▶ _EXERCISE DESCRIPTION_
Repeat exactly the lines of the listing from the line containing "Could you provide the mask of every instance of the green" through its last line, and nothing beyond them.
* Start THE DATA *
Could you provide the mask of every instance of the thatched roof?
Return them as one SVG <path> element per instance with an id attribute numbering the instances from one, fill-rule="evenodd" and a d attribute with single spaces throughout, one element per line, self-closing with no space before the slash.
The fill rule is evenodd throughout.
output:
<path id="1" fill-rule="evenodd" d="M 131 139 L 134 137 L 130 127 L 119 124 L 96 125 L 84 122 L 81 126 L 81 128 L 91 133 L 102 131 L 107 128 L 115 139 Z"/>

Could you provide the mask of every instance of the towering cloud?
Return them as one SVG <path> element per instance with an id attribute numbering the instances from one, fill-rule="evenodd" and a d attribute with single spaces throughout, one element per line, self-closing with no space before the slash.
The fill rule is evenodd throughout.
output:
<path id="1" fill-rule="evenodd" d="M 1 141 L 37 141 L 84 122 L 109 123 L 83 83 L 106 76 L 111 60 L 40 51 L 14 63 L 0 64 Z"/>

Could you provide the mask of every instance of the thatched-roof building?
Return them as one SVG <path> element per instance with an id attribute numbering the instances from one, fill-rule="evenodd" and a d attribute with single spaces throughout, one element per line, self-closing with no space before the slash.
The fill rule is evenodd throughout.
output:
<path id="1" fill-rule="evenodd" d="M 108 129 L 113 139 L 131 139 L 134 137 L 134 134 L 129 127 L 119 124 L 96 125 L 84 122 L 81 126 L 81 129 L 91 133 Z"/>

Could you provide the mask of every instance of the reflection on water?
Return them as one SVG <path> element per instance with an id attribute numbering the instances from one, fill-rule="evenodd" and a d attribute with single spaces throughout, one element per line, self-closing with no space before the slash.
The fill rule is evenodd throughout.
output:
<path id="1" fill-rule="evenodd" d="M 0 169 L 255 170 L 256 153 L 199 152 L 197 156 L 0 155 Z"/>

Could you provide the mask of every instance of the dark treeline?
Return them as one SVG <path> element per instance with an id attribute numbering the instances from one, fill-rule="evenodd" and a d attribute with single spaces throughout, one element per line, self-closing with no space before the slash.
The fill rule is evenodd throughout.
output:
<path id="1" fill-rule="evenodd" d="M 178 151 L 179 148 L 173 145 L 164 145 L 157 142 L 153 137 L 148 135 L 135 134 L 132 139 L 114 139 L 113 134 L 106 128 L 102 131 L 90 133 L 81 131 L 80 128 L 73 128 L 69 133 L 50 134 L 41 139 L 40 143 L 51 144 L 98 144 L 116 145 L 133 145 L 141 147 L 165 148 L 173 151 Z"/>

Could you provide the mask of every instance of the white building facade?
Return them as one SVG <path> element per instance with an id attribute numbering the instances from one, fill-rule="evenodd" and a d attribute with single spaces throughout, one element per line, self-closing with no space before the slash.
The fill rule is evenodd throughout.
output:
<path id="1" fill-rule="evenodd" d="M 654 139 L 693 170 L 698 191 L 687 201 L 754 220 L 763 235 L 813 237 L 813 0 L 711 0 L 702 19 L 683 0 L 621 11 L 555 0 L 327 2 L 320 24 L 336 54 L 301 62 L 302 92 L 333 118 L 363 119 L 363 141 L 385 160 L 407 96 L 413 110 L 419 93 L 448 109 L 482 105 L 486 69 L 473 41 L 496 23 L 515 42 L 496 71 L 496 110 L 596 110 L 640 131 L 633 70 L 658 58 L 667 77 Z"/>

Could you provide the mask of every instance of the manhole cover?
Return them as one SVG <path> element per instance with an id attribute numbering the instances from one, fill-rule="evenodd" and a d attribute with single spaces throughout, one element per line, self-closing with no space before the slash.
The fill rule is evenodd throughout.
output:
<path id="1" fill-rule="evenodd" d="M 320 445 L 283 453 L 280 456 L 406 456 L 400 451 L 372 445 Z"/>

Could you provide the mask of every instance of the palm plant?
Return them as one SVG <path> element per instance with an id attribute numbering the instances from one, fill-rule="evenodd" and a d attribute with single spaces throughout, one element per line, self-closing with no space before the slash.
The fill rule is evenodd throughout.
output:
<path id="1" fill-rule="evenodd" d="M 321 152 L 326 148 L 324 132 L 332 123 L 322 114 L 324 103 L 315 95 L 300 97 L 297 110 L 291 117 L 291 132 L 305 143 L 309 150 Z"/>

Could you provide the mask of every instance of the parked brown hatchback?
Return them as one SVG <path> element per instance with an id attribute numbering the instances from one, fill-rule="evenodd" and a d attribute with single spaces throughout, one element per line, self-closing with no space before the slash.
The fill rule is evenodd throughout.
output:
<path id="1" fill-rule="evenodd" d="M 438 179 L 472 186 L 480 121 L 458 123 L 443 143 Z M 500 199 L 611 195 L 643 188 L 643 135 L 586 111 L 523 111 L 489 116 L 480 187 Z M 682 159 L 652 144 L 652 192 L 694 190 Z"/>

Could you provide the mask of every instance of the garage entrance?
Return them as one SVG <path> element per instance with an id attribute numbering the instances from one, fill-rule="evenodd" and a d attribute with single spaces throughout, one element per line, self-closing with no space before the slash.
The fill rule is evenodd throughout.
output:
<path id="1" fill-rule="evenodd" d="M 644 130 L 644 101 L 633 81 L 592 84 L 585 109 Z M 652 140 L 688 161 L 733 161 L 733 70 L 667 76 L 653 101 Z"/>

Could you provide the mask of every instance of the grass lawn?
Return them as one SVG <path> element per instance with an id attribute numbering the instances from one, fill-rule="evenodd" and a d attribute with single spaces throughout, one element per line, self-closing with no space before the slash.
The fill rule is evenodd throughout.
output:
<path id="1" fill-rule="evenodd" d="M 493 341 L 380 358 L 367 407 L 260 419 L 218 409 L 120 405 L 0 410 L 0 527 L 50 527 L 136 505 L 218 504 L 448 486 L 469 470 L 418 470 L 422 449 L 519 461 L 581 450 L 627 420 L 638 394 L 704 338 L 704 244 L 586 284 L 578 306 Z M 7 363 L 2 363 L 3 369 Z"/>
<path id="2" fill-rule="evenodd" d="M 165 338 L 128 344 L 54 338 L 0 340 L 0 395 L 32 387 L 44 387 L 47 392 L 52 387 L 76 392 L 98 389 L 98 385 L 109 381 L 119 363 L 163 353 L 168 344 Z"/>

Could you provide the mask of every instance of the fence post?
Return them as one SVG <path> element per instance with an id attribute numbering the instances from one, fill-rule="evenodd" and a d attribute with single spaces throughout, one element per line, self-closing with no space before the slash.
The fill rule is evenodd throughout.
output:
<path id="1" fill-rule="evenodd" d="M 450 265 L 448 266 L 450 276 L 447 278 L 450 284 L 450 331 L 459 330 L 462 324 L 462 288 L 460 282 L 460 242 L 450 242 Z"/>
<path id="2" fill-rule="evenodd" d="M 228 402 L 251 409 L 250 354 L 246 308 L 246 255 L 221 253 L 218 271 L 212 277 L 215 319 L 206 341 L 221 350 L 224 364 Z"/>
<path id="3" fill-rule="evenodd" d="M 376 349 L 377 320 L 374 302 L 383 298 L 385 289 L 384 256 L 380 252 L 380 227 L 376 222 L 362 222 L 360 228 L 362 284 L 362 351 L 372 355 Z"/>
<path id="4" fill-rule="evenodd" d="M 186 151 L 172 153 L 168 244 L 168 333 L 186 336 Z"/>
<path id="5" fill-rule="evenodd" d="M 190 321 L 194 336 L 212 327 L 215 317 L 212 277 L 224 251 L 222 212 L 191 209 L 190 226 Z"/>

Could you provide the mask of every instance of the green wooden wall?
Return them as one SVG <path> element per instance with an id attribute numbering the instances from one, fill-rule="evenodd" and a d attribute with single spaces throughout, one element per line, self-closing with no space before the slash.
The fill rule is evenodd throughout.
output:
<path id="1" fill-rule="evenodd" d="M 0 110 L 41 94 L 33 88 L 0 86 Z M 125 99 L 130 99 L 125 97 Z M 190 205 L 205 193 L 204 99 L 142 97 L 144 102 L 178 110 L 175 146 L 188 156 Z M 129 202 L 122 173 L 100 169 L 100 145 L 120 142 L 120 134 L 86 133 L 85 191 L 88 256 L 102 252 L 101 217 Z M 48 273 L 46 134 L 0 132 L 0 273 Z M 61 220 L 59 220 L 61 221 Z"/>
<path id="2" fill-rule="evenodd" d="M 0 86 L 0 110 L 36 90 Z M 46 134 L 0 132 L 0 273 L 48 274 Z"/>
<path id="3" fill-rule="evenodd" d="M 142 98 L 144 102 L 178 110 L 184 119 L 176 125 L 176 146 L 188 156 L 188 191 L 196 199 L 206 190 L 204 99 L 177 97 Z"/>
* End THE DATA *
▶ _RESULT FOR THIS TASK_
Could you provide the mask of every instance of the green wooden wall?
Return them as one SVG <path> element per instance with an id attribute numbering the instances from one, fill-rule="evenodd" and a d attribute with single spaces throughout, one element per line, self-closing with no space before the slash.
The fill rule is evenodd throughout.
output:
<path id="1" fill-rule="evenodd" d="M 0 110 L 41 94 L 33 88 L 0 86 Z M 125 99 L 130 99 L 125 97 Z M 190 205 L 205 193 L 204 99 L 142 97 L 144 102 L 178 110 L 175 146 L 188 156 Z M 129 202 L 122 173 L 100 169 L 100 145 L 120 142 L 120 134 L 86 133 L 85 191 L 88 256 L 102 252 L 101 217 Z M 48 273 L 46 134 L 0 132 L 0 273 Z M 61 220 L 59 220 L 61 221 Z"/>
<path id="2" fill-rule="evenodd" d="M 0 86 L 0 110 L 36 90 Z M 46 134 L 0 132 L 0 273 L 48 274 Z"/>
<path id="3" fill-rule="evenodd" d="M 142 98 L 144 102 L 178 110 L 184 119 L 176 125 L 176 146 L 188 156 L 188 191 L 196 199 L 206 190 L 204 99 L 177 97 Z"/>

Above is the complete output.